Pick out each line of the records below that contains the word "would", matching case exactly, and copy those lines out in full.
====== RECORD EXCERPTS
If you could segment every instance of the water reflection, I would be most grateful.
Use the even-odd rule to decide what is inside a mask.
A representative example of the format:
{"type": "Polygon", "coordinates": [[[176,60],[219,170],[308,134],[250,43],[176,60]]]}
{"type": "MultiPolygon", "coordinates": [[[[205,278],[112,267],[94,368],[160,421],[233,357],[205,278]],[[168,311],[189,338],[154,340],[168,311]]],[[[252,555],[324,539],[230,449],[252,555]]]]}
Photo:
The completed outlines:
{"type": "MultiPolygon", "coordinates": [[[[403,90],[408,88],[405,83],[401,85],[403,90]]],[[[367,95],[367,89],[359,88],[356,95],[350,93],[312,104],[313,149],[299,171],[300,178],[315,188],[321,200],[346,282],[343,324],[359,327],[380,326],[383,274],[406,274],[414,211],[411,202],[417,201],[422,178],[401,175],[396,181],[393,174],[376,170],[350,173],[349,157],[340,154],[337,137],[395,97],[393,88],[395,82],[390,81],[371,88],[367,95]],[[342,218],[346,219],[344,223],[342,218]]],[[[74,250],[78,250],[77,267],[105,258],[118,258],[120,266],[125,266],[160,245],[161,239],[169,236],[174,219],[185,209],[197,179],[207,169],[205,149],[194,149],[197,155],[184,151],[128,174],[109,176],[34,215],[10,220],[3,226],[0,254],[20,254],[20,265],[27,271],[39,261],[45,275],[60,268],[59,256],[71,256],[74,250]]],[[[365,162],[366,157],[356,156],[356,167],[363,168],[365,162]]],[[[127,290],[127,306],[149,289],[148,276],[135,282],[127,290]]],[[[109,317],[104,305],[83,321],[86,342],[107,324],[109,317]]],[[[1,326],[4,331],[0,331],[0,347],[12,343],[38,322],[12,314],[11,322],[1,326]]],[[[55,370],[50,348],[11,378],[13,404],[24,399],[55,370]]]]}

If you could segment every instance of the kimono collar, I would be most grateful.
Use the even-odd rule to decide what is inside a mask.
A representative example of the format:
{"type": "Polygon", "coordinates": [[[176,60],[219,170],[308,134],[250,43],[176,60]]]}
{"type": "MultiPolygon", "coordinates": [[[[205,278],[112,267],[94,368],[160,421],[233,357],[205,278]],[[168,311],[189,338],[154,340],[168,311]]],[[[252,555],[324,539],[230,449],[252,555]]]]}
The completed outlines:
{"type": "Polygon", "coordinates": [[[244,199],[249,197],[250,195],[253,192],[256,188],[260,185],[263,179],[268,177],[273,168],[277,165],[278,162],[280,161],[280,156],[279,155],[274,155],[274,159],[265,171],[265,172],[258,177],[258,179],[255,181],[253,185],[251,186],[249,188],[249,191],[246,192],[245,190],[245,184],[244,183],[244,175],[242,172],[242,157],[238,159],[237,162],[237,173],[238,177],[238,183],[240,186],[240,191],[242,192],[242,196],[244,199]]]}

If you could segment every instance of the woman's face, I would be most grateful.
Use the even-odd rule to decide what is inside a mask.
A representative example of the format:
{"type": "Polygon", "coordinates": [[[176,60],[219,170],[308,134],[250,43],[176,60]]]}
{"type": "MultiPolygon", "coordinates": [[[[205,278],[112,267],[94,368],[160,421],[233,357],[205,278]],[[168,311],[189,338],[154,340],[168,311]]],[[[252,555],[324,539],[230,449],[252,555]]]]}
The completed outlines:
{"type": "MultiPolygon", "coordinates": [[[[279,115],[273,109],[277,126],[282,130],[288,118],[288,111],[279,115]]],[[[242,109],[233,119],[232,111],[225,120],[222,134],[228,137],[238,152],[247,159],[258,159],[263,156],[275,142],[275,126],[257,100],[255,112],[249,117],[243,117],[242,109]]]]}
============
====== RECORD EXCERPTS
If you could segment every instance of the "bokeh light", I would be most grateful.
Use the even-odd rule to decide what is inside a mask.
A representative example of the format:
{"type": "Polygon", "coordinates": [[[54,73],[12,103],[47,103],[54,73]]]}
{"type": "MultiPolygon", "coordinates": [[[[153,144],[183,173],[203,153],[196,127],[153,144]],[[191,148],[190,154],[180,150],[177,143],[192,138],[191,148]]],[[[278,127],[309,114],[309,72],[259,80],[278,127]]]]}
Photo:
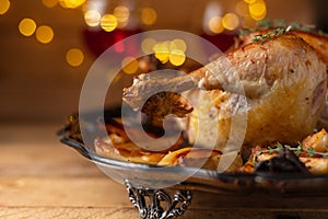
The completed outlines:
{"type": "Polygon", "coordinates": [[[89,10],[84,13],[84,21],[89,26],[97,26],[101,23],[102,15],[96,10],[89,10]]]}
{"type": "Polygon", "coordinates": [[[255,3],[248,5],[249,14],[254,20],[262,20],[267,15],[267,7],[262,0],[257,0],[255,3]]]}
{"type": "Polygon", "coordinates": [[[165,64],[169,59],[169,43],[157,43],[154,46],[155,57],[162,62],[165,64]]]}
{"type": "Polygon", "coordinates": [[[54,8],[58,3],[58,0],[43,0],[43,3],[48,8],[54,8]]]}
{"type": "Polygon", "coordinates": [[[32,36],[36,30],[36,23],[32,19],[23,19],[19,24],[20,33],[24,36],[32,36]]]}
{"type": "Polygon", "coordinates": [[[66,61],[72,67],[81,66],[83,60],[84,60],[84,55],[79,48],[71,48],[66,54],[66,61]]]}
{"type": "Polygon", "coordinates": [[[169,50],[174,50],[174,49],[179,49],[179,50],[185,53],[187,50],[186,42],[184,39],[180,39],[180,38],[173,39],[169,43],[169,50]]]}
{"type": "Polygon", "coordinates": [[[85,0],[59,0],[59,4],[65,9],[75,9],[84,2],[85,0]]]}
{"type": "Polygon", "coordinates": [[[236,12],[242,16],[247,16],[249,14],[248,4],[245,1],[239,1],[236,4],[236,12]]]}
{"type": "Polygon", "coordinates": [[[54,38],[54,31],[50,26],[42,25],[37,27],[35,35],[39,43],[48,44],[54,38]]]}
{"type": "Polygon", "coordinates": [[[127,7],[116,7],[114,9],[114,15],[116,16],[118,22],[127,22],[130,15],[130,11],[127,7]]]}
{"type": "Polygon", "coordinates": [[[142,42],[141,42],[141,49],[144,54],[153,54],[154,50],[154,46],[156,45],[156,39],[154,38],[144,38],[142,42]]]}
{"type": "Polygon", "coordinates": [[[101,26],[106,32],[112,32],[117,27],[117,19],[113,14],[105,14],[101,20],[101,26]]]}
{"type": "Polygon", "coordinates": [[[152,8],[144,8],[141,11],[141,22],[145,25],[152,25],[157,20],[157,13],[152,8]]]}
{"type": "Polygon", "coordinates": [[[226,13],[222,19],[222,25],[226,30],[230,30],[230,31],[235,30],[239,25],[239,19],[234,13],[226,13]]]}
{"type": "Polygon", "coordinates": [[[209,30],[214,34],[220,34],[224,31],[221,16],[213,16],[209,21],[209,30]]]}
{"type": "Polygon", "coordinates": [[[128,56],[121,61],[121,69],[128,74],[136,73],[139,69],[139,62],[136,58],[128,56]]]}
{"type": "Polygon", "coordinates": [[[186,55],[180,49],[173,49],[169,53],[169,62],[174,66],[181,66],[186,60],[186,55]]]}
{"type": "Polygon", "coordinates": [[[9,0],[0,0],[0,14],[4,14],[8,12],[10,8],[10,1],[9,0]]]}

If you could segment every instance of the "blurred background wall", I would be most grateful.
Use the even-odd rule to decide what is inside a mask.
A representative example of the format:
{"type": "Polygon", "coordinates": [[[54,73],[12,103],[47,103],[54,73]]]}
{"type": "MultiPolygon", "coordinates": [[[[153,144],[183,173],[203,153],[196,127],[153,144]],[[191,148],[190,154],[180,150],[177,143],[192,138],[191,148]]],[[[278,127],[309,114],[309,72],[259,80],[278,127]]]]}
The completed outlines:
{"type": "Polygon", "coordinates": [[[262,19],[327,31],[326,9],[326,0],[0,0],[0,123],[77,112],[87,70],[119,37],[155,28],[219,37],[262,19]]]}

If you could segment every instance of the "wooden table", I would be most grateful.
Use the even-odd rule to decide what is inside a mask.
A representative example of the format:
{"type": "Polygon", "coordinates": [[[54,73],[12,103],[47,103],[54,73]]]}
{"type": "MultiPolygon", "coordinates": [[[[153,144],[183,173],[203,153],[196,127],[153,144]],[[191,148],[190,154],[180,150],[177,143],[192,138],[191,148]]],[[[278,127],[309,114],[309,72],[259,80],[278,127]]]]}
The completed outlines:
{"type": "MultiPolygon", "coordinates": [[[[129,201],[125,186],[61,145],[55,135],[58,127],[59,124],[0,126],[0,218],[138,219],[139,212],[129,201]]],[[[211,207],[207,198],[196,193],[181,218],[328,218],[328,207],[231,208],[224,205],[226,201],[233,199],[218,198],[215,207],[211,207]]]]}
============
§ FULL RESPONSE:
If you could segment every instance of the water reflection, I would be most grateful.
If you could segment every instance of the kimono collar, I would be most grateful.
If you could segment every instance of the woman's face, I would be most grateful.
If you could segment every instance of the "bokeh light", I would be most grateful.
If you could segment every instance of the "blurred background wall", I would be most grateful.
If you could segment every instance of the "wooden table", I would be most grateful.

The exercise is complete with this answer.